## Exercise
Repeat every one of the following rows word for word, changing nothing.

(Records provided Opens)

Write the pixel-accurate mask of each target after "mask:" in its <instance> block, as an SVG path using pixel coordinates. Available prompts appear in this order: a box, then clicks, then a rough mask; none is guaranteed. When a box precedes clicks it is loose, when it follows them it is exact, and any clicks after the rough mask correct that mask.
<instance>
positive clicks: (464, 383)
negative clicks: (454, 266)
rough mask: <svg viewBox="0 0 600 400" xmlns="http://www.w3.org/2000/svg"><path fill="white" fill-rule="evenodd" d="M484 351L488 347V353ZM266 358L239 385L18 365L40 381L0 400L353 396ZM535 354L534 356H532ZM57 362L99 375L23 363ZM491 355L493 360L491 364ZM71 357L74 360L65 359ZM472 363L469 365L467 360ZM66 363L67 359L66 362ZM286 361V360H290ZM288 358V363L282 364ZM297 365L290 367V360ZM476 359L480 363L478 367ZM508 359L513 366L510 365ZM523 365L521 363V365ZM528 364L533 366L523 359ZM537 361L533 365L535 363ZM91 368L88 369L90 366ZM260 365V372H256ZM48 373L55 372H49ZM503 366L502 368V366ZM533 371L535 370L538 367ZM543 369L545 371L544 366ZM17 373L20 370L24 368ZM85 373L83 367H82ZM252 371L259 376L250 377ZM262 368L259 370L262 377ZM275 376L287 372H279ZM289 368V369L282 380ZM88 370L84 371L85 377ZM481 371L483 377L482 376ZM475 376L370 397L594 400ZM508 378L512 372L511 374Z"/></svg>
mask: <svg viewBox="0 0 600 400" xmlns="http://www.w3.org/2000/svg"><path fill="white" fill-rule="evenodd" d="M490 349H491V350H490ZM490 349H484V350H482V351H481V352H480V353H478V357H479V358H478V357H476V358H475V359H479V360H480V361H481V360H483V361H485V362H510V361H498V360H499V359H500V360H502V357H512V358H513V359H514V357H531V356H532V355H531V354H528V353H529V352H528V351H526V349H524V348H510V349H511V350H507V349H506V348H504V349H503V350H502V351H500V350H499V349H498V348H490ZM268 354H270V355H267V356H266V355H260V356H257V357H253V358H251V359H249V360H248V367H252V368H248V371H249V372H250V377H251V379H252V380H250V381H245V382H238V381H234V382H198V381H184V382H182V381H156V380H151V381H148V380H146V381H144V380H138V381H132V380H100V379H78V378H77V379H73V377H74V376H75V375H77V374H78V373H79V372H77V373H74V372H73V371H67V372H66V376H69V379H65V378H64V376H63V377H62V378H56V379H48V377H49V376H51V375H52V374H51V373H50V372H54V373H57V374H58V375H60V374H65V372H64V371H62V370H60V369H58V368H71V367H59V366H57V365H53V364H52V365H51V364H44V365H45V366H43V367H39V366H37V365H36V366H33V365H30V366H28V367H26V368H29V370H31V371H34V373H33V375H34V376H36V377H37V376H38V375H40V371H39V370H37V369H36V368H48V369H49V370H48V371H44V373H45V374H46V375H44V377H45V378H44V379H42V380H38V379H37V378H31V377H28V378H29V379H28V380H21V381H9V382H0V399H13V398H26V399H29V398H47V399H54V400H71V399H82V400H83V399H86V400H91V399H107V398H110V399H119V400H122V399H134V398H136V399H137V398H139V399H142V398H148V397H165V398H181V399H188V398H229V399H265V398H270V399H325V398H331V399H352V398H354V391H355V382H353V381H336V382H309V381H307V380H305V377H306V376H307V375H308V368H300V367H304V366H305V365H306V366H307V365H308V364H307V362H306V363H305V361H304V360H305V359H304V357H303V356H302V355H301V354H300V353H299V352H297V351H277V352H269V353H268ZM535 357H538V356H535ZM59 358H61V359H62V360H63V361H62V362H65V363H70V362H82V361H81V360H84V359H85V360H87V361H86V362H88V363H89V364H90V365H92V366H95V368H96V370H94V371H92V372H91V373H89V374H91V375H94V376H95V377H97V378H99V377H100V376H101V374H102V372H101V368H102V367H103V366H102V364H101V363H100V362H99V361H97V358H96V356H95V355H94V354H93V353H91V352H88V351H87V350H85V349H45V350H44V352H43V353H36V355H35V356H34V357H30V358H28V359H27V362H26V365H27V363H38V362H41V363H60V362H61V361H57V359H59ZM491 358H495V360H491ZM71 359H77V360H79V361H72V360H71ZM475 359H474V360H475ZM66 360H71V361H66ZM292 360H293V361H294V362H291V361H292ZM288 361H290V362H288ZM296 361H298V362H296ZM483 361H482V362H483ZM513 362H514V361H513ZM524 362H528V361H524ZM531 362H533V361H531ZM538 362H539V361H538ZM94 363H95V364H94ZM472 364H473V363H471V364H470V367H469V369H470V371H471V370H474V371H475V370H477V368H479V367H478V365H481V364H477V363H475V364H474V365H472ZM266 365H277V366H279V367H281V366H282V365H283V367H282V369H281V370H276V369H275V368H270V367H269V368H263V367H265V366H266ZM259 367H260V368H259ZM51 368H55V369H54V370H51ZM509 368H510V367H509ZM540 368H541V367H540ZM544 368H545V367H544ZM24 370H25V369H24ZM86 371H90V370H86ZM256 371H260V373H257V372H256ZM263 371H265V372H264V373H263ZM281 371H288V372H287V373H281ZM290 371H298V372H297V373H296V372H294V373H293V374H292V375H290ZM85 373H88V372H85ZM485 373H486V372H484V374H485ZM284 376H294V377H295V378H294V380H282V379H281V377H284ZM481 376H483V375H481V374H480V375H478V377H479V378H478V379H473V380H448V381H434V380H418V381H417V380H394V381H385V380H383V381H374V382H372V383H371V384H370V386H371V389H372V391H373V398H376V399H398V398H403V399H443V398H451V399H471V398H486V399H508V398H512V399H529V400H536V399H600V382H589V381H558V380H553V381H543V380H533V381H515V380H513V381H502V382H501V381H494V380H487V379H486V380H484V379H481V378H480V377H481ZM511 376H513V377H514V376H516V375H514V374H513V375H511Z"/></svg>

(Records provided Closes)

## Response to this exercise
Write the pixel-accurate mask of each target after "mask:" in its <instance> block, as an SVG path using pixel coordinates. Available prompts appear in this order: a box, then clicks, then a rough mask; none is guaranteed. When a box precedes clicks it is loose, when it follows them it is exact, and any clicks after the rough mask correct that mask.
<instance>
positive clicks: (464, 383)
negative clicks: (454, 266)
rough mask: <svg viewBox="0 0 600 400" xmlns="http://www.w3.org/2000/svg"><path fill="white" fill-rule="evenodd" d="M484 351L488 347V353ZM266 358L239 385L18 365L40 381L0 400L353 396ZM535 354L534 356H532ZM57 362L99 375L23 363ZM491 355L493 360L491 364ZM71 357L74 360L65 359ZM472 363L469 365L467 360ZM66 363L67 359L66 362ZM286 361V360H290ZM288 358V363L282 364ZM297 365L290 367V360ZM476 359L480 363L478 367ZM508 359L513 366L510 365ZM523 365L521 363V365ZM528 364L533 366L523 359ZM537 361L533 365L535 363ZM91 368L88 369L90 366ZM260 365V372H256ZM48 373L55 372H49ZM503 366L502 368V366ZM533 371L535 370L538 367ZM543 369L545 371L544 366ZM17 373L20 370L24 368ZM85 373L83 367H82ZM252 371L259 376L250 377ZM262 368L259 370L262 377ZM275 376L287 372H279ZM289 368V369L282 380ZM88 370L84 371L85 377ZM481 371L483 377L482 376ZM475 376L370 397L594 400ZM508 378L512 372L511 374Z"/></svg>
mask: <svg viewBox="0 0 600 400" xmlns="http://www.w3.org/2000/svg"><path fill="white" fill-rule="evenodd" d="M490 349H491V350H490ZM490 349H484V350H482V351H481V352H480V353H478V357H479V358H478V357H476V358H475V359H479V360H480V361H481V360H483V361H485V362H510V361H498V360H499V359H500V360H502V357H512V358H513V359H514V357H531V356H532V355H531V354H528V353H529V352H528V351H526V349H524V348H510V349H511V350H507V349H506V348H504V349H503V350H502V351H500V350H499V349H498V348H490ZM268 354H270V355H267V356H266V355H260V356H257V357H253V358H251V359H249V360H248V367H252V368H248V371H249V372H250V377H251V379H252V380H250V381H245V382H238V381H234V382H198V381H184V382H182V381H156V380H151V381H148V380H146V381H144V380H138V381H132V380H100V379H78V378H77V379H73V377H74V376H75V375H77V374H78V373H79V372H77V373H74V372H73V371H67V372H66V376H69V379H65V378H64V376H63V377H62V378H56V379H48V377H49V376H51V375H52V374H51V373H50V372H54V373H57V374H58V375H60V374H65V372H64V371H62V370H60V369H58V368H71V367H59V366H57V365H53V364H52V365H51V364H44V365H45V366H43V367H39V366H37V365H36V366H33V365H30V366H28V367H26V368H29V370H31V371H34V373H33V375H34V376H36V377H37V376H38V375H40V371H39V370H37V369H36V368H48V369H49V370H48V371H44V373H45V374H46V375H44V377H45V378H44V379H42V380H38V379H37V378H31V377H28V378H29V379H28V380H21V381H9V382H0V399H13V398H26V399H29V398H47V399H54V400H71V399H82V400H83V399H86V400H91V399H107V398H110V399H119V400H122V399H134V398H136V399H137V398H139V399H142V398H148V397H165V398H181V399H188V398H229V399H265V398H270V399H325V398H331V399H352V398H354V391H355V382H353V381H336V382H309V381H307V380H305V377H306V376H307V375H308V368H300V367H304V366H305V365H306V366H307V365H308V364H307V362H306V363H305V361H304V360H305V359H304V357H303V356H302V355H301V354H300V353H299V352H297V351H277V352H269V353H268ZM535 357H538V356H535ZM59 358H61V359H62V360H63V361H62V362H65V363H70V362H82V361H81V360H84V359H85V360H87V361H86V362H88V363H89V364H90V365H92V366H95V368H96V370H94V371H92V372H91V373H89V374H91V375H94V376H95V377H97V378H99V377H100V376H101V374H102V372H101V368H102V367H103V366H102V364H101V363H100V362H99V361H97V358H96V356H95V355H94V354H93V353H91V352H88V351H87V350H85V349H45V350H44V352H43V353H36V355H35V356H34V357H30V358H28V359H27V362H26V365H27V363H38V362H41V363H60V362H61V361H57V359H59ZM491 358H495V360H491ZM71 359H77V360H79V361H72V360H71ZM475 359H474V360H475ZM66 360H71V361H66ZM292 360H293V361H294V362H291V361H292ZM288 361H290V362H288ZM296 361H298V362H296ZM483 361H482V362H483ZM513 362H514V361H513ZM524 362H528V361H524ZM531 362H533V361H531ZM538 362H539V361H538ZM94 363H95V364H94ZM472 364H473V363H471V364H470V367H469V369H470V371H471V370H474V371H475V370H477V368H479V367H478V365H481V364H477V363H475V364H474V365H472ZM266 365H277V366H279V367H281V366H282V365H283V367H282V369H281V370H276V369H275V368H270V367H269V368H263V367H265V366H266ZM259 367H260V368H259ZM51 368H55V369H54V370H51ZM509 368H510V367H509ZM540 368H541V367H540ZM544 368H545V367H544ZM24 370H25V369H24ZM86 371H90V370H86ZM256 371H260V373H257V372H256ZM263 371H265V372H264V373H263ZM281 371H288V372H287V373H281ZM290 371H298V372H297V373H296V372H294V373H293V374H292V375H290ZM85 373H88V372H85ZM485 373H486V372H484V374H485ZM284 376H294V377H295V378H294V380H282V379H281V377H284ZM481 376H483V375H481V374H480V375H478V377H479V378H478V379H473V380H448V381H434V380H418V381H417V380H394V381H385V380H383V381H374V382H372V383H371V384H370V386H371V389H372V391H373V398H376V399H398V398H403V399H443V398H451V399H471V398H486V399H508V398H512V399H529V400H536V399H600V382H589V381H558V380H553V381H543V380H533V381H515V380H513V381H502V382H501V381H494V380H487V379H486V380H484V379H481V378H480V377H481ZM511 376H513V377H514V376H516V375H514V374H513V375H511Z"/></svg>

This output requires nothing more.